● EXERCISE DETAILS: Format each line of the data below as one item in a numbered list, omitting any blank lines.

● Position annotation data:
● ● ● ● ● ● ●

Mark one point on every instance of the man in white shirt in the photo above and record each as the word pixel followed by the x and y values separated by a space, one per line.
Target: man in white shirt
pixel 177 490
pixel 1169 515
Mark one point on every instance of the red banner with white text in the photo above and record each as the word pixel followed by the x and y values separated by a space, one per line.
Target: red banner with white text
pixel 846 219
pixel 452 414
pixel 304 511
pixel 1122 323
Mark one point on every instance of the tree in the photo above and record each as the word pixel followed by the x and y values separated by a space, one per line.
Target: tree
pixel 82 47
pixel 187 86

● ● ● ● ● ● ●

● THE COMPLETED TASK:
1. Mark one point on every instance of the man in white shirt in the photo above and record each as the word pixel followed by the x and y values separated by a space, one per line.
2. Target: man in white shirt
3. pixel 177 490
4. pixel 1169 515
5. Mark one point on every instance of the red banner with white text in the photo above and record each as the word pixel followed by the x and y values separated by a space, one per line.
6. Target: red banner with white text
7. pixel 846 219
8. pixel 452 414
9. pixel 304 511
10. pixel 1122 323
11. Mark one point on every instance of the tree in the photo above and record each as the word pixel followed by the x and y values separated by a space, one per line.
12. Target: tree
13. pixel 82 47
14. pixel 187 86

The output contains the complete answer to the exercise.